DATASET:
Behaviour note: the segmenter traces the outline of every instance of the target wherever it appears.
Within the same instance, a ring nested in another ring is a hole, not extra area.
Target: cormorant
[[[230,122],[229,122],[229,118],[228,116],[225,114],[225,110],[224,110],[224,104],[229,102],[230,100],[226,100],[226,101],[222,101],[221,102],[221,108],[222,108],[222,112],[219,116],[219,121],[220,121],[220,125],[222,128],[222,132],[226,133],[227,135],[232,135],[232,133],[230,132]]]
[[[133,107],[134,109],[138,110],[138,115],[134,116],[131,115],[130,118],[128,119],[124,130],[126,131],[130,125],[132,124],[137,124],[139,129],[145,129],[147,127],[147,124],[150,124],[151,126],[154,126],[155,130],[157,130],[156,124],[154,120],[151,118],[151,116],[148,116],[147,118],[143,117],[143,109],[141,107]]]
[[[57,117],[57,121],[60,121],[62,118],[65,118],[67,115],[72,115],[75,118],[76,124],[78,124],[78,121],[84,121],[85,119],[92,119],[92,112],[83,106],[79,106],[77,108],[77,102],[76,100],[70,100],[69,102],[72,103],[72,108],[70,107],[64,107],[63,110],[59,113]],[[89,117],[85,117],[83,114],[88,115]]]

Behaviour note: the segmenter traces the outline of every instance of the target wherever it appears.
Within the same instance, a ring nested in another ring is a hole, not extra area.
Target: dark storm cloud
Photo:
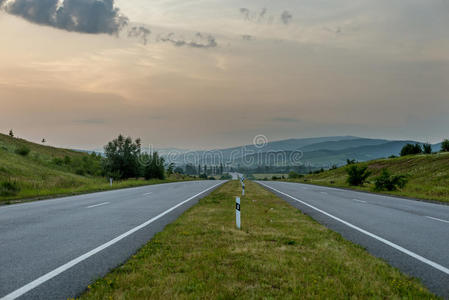
[[[159,41],[172,43],[176,47],[215,48],[218,46],[215,37],[212,35],[203,35],[199,32],[195,35],[195,38],[190,41],[176,37],[173,32],[166,36],[159,37]]]
[[[0,0],[0,7],[30,22],[67,31],[117,34],[128,24],[114,0]]]
[[[244,41],[252,41],[253,39],[254,38],[252,35],[249,35],[249,34],[242,35],[242,40],[244,40]]]

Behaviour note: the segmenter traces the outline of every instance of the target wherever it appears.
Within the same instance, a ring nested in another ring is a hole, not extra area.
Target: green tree
[[[347,182],[349,185],[353,186],[362,186],[371,175],[367,166],[359,167],[355,164],[349,165],[346,168],[346,172],[348,173]]]
[[[289,179],[297,179],[297,178],[301,178],[301,177],[304,177],[304,176],[296,173],[295,171],[290,171],[290,173],[288,173]]]
[[[422,145],[422,150],[424,154],[432,154],[432,145],[426,143]]]
[[[380,176],[375,178],[375,191],[395,191],[398,188],[404,188],[407,184],[407,176],[394,175],[392,176],[387,169],[383,169]]]
[[[145,161],[143,176],[149,179],[165,179],[165,160],[157,152],[153,154],[143,154],[141,161]]]
[[[175,169],[175,164],[174,163],[170,163],[167,167],[167,175],[170,176],[174,173],[174,169]]]
[[[407,144],[402,147],[401,156],[421,154],[423,149],[420,144]]]
[[[441,151],[449,152],[449,140],[444,140],[443,143],[441,143]]]
[[[140,139],[136,139],[133,142],[131,137],[125,138],[123,135],[119,135],[118,138],[104,147],[104,154],[103,169],[107,176],[114,179],[128,179],[140,176]]]
[[[14,132],[12,132],[12,129],[9,131],[9,136],[14,137]]]
[[[355,163],[357,163],[357,161],[355,160],[355,159],[346,159],[346,164],[347,165],[353,165],[353,164],[355,164]]]

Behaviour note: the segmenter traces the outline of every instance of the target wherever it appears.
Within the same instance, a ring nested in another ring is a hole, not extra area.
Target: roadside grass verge
[[[372,172],[368,182],[361,187],[348,185],[345,167],[285,181],[373,192],[374,178],[386,168],[393,175],[407,175],[409,181],[403,189],[382,194],[449,203],[449,153],[378,159],[358,165],[368,166]]]
[[[201,199],[80,299],[436,298],[253,182]]]
[[[54,185],[54,186],[42,186],[36,187],[34,185],[30,188],[22,188],[17,195],[14,196],[1,196],[0,197],[0,205],[8,205],[8,204],[17,204],[23,202],[44,200],[50,198],[57,197],[65,197],[65,196],[74,196],[80,194],[87,193],[95,193],[109,190],[118,190],[124,188],[132,188],[146,185],[154,185],[154,184],[162,184],[162,183],[173,183],[173,182],[181,182],[181,181],[192,181],[198,180],[187,176],[180,177],[169,177],[164,180],[159,179],[128,179],[122,181],[115,181],[112,186],[110,186],[109,182],[105,178],[102,177],[94,177],[94,178],[86,178],[81,182],[74,182],[73,184],[67,183],[64,185]]]

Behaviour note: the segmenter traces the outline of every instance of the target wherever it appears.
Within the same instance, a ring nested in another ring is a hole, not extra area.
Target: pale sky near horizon
[[[115,6],[130,22],[118,36],[0,12],[1,132],[83,149],[119,133],[184,149],[449,138],[449,0]],[[146,44],[133,26],[151,30]]]

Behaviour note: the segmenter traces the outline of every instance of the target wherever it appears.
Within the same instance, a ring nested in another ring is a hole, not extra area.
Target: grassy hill
[[[388,192],[393,195],[449,202],[449,153],[413,155],[398,158],[379,159],[359,163],[372,172],[369,183],[354,189],[371,191],[374,178],[387,168],[394,175],[408,175],[409,182],[402,190]],[[306,175],[294,181],[326,186],[349,187],[346,183],[346,167]]]
[[[152,182],[127,180],[113,188]],[[106,189],[111,187],[101,176],[100,157],[0,134],[0,204]]]

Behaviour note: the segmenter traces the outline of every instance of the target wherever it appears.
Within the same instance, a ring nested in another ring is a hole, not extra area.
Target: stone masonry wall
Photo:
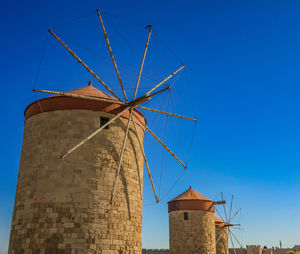
[[[99,128],[100,116],[112,117],[58,110],[25,122],[9,254],[141,253],[143,158],[132,124],[112,205],[127,119],[59,157]]]
[[[228,230],[226,227],[216,227],[216,253],[228,254]]]
[[[262,248],[260,245],[248,245],[247,254],[262,254]]]
[[[184,220],[188,212],[188,220]],[[216,254],[213,212],[172,211],[169,213],[171,254]]]

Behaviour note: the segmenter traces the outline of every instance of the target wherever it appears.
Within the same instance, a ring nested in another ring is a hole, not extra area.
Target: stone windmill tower
[[[228,229],[226,222],[215,216],[216,225],[216,254],[228,254]]]
[[[221,198],[223,199],[223,193],[221,192]],[[234,220],[236,216],[240,213],[241,208],[234,211],[233,209],[233,200],[234,196],[231,197],[230,208],[226,209],[225,204],[223,204],[223,216],[216,208],[216,212],[219,215],[215,216],[215,224],[216,224],[216,250],[217,254],[227,254],[229,253],[228,249],[228,240],[230,240],[232,246],[232,252],[234,254],[238,253],[236,250],[236,246],[239,245],[242,248],[242,244],[240,243],[238,237],[235,235],[234,230],[241,230],[241,224],[234,224]]]
[[[180,164],[185,164],[146,125],[137,108],[168,90],[157,90],[184,66],[137,98],[152,28],[131,100],[128,99],[100,15],[124,101],[52,30],[71,55],[110,93],[89,83],[38,100],[25,110],[25,127],[11,226],[9,253],[140,254],[143,163],[159,201],[143,150],[147,130]],[[154,91],[155,90],[155,91]]]
[[[215,254],[215,205],[191,187],[168,202],[171,254]]]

WHAT THE TASK REQUIRES: What is needed here is an exact copy of every record, with the pictures left out.

ANSWER FOR THIS EXERCISE:
Behaviour note: the segmenter traces the outline of every instance of the target wherever it appears.
Within the same instance, a ring nested in another ring is a hole, not extra area.
Target: cormorant
[[[230,122],[229,122],[229,118],[228,116],[225,114],[225,110],[224,110],[224,104],[229,102],[230,100],[226,100],[226,101],[222,101],[221,102],[221,108],[222,108],[222,112],[219,116],[219,121],[220,121],[220,125],[222,128],[222,132],[226,133],[227,135],[232,135],[232,133],[230,132]]]
[[[133,107],[134,109],[138,110],[138,115],[134,116],[131,115],[130,118],[128,119],[124,130],[126,131],[130,125],[132,124],[137,124],[139,129],[145,129],[147,127],[147,124],[150,124],[151,126],[154,126],[155,130],[157,130],[156,124],[154,120],[151,118],[151,116],[148,116],[147,118],[143,117],[143,109],[141,107]]]
[[[57,117],[57,121],[60,121],[62,118],[65,118],[67,115],[72,115],[75,118],[76,124],[78,124],[78,121],[84,121],[85,119],[92,119],[92,112],[83,106],[79,106],[77,108],[77,102],[76,100],[70,100],[69,102],[72,103],[72,108],[70,107],[64,107],[63,110],[59,113]],[[89,117],[85,117],[83,114],[88,115]]]

Behaviour note: the segmenter traces the outline of every instance of the target wherever it appears.
Within the same instance, a ring nested in another ring is a hole, not extra area.
Target: dark storm cloud
Photo:
[[[159,41],[172,43],[176,47],[215,48],[218,46],[215,37],[212,35],[203,35],[199,32],[195,35],[195,38],[190,41],[176,37],[173,32],[166,36],[159,37]]]
[[[0,0],[0,7],[30,22],[67,31],[117,34],[128,24],[114,0]]]
[[[244,41],[252,41],[253,39],[254,38],[252,35],[249,35],[249,34],[242,35],[242,40],[244,40]]]

Behaviour note: the segmenter traces the outline of every instance of the target wherever it appears.
Within the same instance, a ring nested in another ring is a hole, not extra area.
Target: green tree
[[[347,182],[349,185],[353,186],[362,186],[371,175],[367,166],[359,167],[355,164],[349,165],[346,168],[346,172],[348,173]]]
[[[289,179],[297,179],[297,178],[301,178],[301,177],[304,177],[304,176],[296,173],[295,171],[290,171],[290,173],[288,173]]]
[[[422,145],[422,150],[424,154],[432,154],[432,145],[426,143]]]
[[[380,176],[375,178],[375,191],[395,191],[398,188],[404,188],[407,184],[407,176],[394,175],[392,176],[387,169],[383,169]]]
[[[145,161],[143,176],[149,179],[165,179],[165,160],[157,152],[153,154],[143,154],[141,161]]]
[[[175,169],[175,164],[174,163],[170,163],[167,167],[167,175],[170,176],[174,173],[174,169]]]
[[[407,144],[402,147],[401,156],[421,154],[423,149],[420,144]]]
[[[441,151],[449,152],[449,140],[444,140],[443,143],[441,143]]]
[[[140,139],[136,139],[133,142],[131,137],[125,138],[123,135],[119,135],[118,138],[104,147],[104,154],[103,169],[107,176],[114,179],[128,179],[140,176]]]
[[[14,132],[12,132],[12,129],[9,131],[9,136],[14,137]]]
[[[355,163],[357,163],[357,161],[355,160],[355,159],[346,159],[346,164],[347,165],[353,165],[353,164],[355,164]]]

Behaviour note: the segmenter traces the outline of every instance of the target wherever it appears.
Within the same instance, a ring nested in another ring is a hole, not extra area.
Target: roadside grass verge
[[[372,172],[368,182],[361,187],[348,185],[345,167],[285,181],[373,192],[374,178],[386,168],[393,175],[407,175],[409,181],[403,189],[382,194],[449,203],[449,153],[378,159],[358,165],[368,166]]]
[[[201,199],[80,299],[436,298],[253,182]]]
[[[54,185],[54,186],[42,186],[36,187],[34,185],[30,188],[22,188],[17,195],[14,196],[1,196],[0,197],[0,205],[8,205],[8,204],[17,204],[23,202],[44,200],[50,198],[57,197],[65,197],[65,196],[74,196],[80,194],[87,193],[95,193],[109,190],[118,190],[124,188],[132,188],[146,185],[154,185],[154,184],[162,184],[162,183],[173,183],[173,182],[181,182],[181,181],[192,181],[198,180],[187,176],[180,177],[169,177],[164,180],[159,179],[128,179],[122,181],[115,181],[112,186],[110,186],[109,182],[105,178],[102,177],[94,177],[94,178],[86,178],[81,182],[74,182],[73,184],[67,183],[64,185]]]

Behaviour note: the segmenter traces the outline of every instance of the target wherever it appears.
Within the same instance, a ring nested in another ring is a hole, not extra area.
Target: pale sky near horizon
[[[115,6],[130,22],[118,36],[0,12],[1,132],[83,149],[119,133],[184,149],[449,138],[449,0]],[[146,44],[133,26],[151,30]]]

Behaviour note: the segmenter traces the outline of every instance of the target wherever it appears.
Within the same instance, a ring nested in another ring is a hole, not extra area.
Target: grassy hill
[[[388,192],[393,195],[449,202],[449,153],[413,155],[398,158],[379,159],[359,163],[372,172],[369,183],[354,189],[371,191],[374,178],[387,168],[394,175],[408,175],[409,182],[402,190]],[[306,175],[294,181],[326,186],[349,187],[346,183],[346,167]]]
[[[152,182],[127,180],[113,188]],[[106,189],[111,187],[101,176],[100,157],[0,134],[0,204]]]

Behaviour note: the segmenter traces the outline of every instance of the target wherever it appears.
Within the same instance, a ring nested in another ring is a hole, not extra area.
Target: stone masonry wall
Photo:
[[[99,128],[100,116],[112,117],[58,110],[25,122],[9,254],[141,253],[143,158],[132,124],[112,205],[127,119],[59,157]]]
[[[228,230],[226,227],[216,227],[216,253],[228,254]]]
[[[262,248],[260,245],[248,245],[247,254],[262,254]]]
[[[184,220],[188,212],[188,220]],[[216,254],[213,212],[172,211],[169,213],[171,254]]]

Behaviour note: the segmenter traces the outline of every instance of the target wherever it appears.
Within the same instance, a ring nested in another ring is a hole, not extra area.
Target: stone windmill tower
[[[228,229],[226,222],[215,216],[216,225],[216,254],[228,254]]]
[[[221,198],[223,199],[223,193],[221,192]],[[234,220],[236,216],[240,213],[241,208],[234,211],[233,209],[233,200],[234,196],[231,197],[230,208],[226,209],[225,204],[223,204],[223,216],[216,208],[216,212],[219,215],[215,216],[215,224],[216,224],[216,250],[217,254],[227,254],[229,253],[228,249],[228,240],[230,240],[232,246],[232,252],[234,254],[238,253],[236,250],[236,246],[239,245],[242,248],[242,244],[240,243],[238,237],[235,235],[234,230],[241,230],[241,224],[234,224]]]
[[[180,164],[185,164],[146,125],[137,108],[168,90],[157,90],[184,66],[137,98],[152,28],[131,100],[128,99],[100,15],[124,101],[52,30],[71,55],[110,93],[89,83],[38,100],[25,110],[25,127],[11,226],[9,253],[140,254],[143,163],[159,201],[143,150],[147,130]],[[154,91],[155,90],[155,91]]]
[[[215,254],[215,205],[191,187],[168,202],[171,254]]]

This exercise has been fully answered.